> **DOCUMENT PASSAGE**:
Sunday, February 25, 2024

Hybrid energy harvester increases power production by more than 50%

Energy harvesting involves extracting energy from sources like heat, vibration, light, and electromagnetic waves in everyday environments like industrial sites and automobiles and converting it into electrical energy. This technique is especially useful for powering IoT sensors and wireless devices that are located in environments where battery replacement is difficult.

Dr. Hyun-Cheol Song and Dr. Sunghoon Hur from the Korea Institute of Science and Technology have developed a hybrid energy harvesting system that combines thermoelectric and piezoelectric effects to increase power production by over 50%.

The thermoelectric effect converts thermal energy from both ends of the device into electrical energy, but it has a low energy conversion efficiency. The piezoelectric effect converts mechanical vibration into electrical energy and has a high impedance, making it unreliable to harvest energy.

Hybrid energy harvesters have been proposed in the past to overcome the limitations of single-mode energy harvesters. However, they have mainly focused on simply combining the energy generated by each mechanism.

The KIST research team has taken things a step further by developing a thermoelectric-piezoelectric hybrid energy harvester that complements the shortcomings of thermoelectric and piezoelectric devices to create a synergistic effect in environments with heat sources and vibrations.

They improved the heat dissipation effect in a vibration environment by fabricating a cantilever instead of a heat sink, which is a static shape with a large cross-sectional area that is bulky and in contact with air. This resulted in a thermoelectric device output that was improved by more than 25%.

> **MATERIAL PROVIDED**:

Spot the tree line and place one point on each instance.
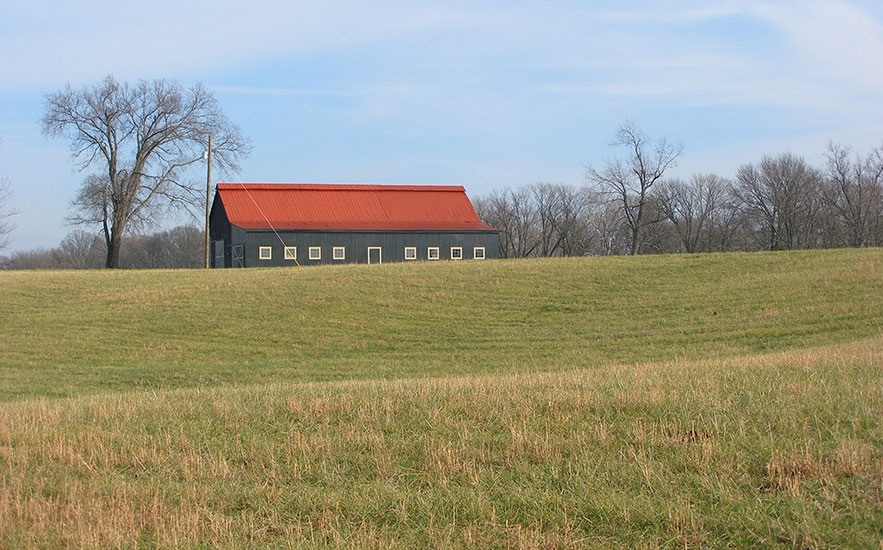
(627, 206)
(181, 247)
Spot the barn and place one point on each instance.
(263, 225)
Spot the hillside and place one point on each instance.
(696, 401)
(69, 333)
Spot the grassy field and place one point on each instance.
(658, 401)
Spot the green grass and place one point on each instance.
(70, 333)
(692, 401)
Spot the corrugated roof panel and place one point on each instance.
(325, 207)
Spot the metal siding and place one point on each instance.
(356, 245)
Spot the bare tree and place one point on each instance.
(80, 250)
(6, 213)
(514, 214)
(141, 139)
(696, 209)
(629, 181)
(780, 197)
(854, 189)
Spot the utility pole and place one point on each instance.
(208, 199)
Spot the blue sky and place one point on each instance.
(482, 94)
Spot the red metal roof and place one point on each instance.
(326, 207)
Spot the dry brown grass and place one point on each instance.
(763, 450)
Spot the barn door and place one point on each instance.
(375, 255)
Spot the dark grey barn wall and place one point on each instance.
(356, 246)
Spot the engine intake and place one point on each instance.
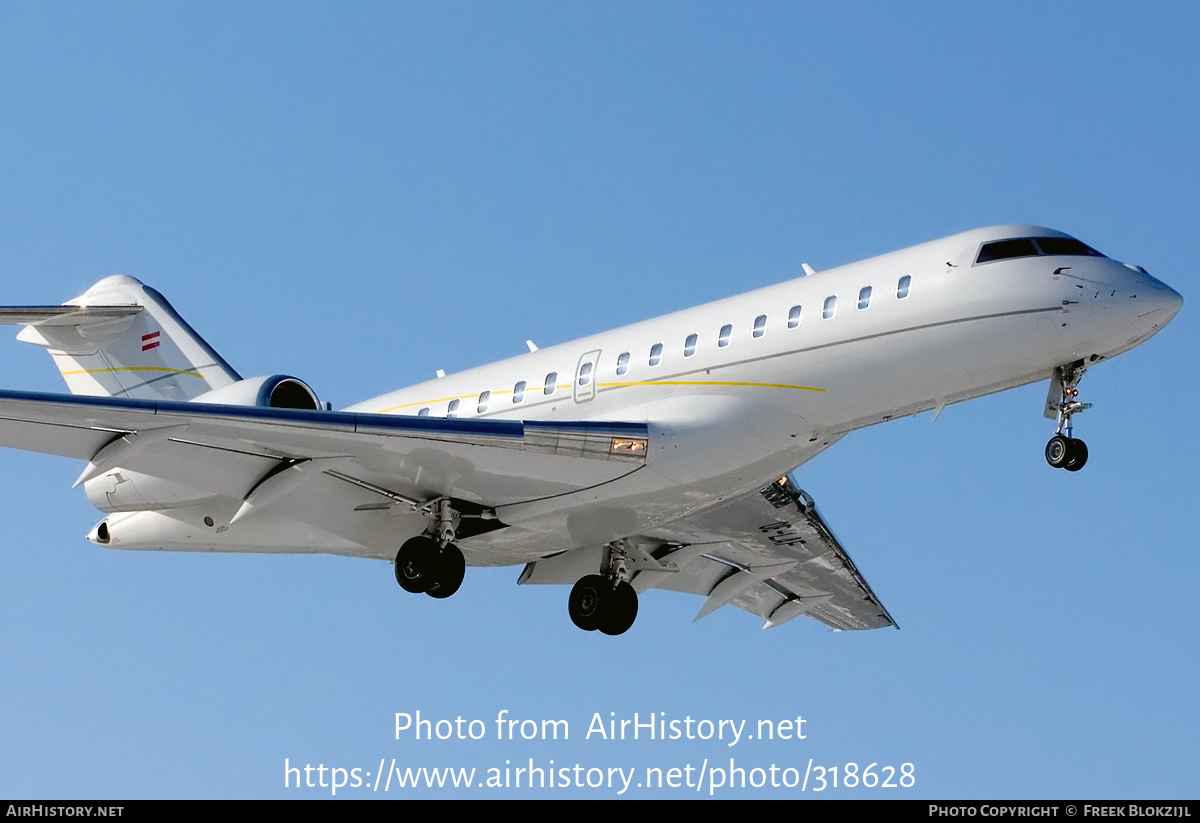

> **REQUIRED TASKS**:
(1) Retype the hybrid energy harvester article from "Energy harvesting involves" up to and including "replacement is difficult.".
(2) In the hybrid energy harvester article, by how much did fabricating a cantilever improve the thermoelectric device output?
(3) Proceed with the hybrid energy harvester article, picking up after its last sentence.
The items come from a source separate from the hybrid energy harvester article.

> **RESPONSES TO THE EXERCISE**:
(1)
Energy harvesting involves extracting energy from sources like heat, vibration, light, and electromagnetic waves in everyday environments like industrial sites and automobiles and converting it into electrical energy. This technique is especially useful for powering IoT sensors and wireless devices that are located in environments where battery replacement is difficult.

(2) By more than 25%.

(3)
Thermoelectric-voltaic hybrid harvester utilizing a cantilevered dynamic heat sink developed by KIST researchers.
Thermoelectric-voltaic hybrid harvester utilizing a cantilevered dynamic heat sink developed by KIST researchers. Credit: KIST

Additionally, the research team proposed a hybrid energy harvesting structure that attached a polymer-type piezoelectric device to the cantilever. This generates additional power by generating tensile and compressive deformation of the piezoelectric device as the cantilever shakes. They successfully applied this hybrid energy harvester to drive a commercial IoT sensor stably, demonstrating the potential for future IoT sensors to run continuously without a battery power supply.

“This study confirms that the hybrid energy harvesting system can be reliably applied to our real life,” said Dr. Sunghoon Hur of KIST, who led the research in a statement. “We have confirmed its effectiveness in places where heat and vibration exist together, such as automobile engines, and are currently planning to build a system that can be applied to factory facilities or construction machinery engines that are difficult to supply power and diagnose their condition wirelessly.”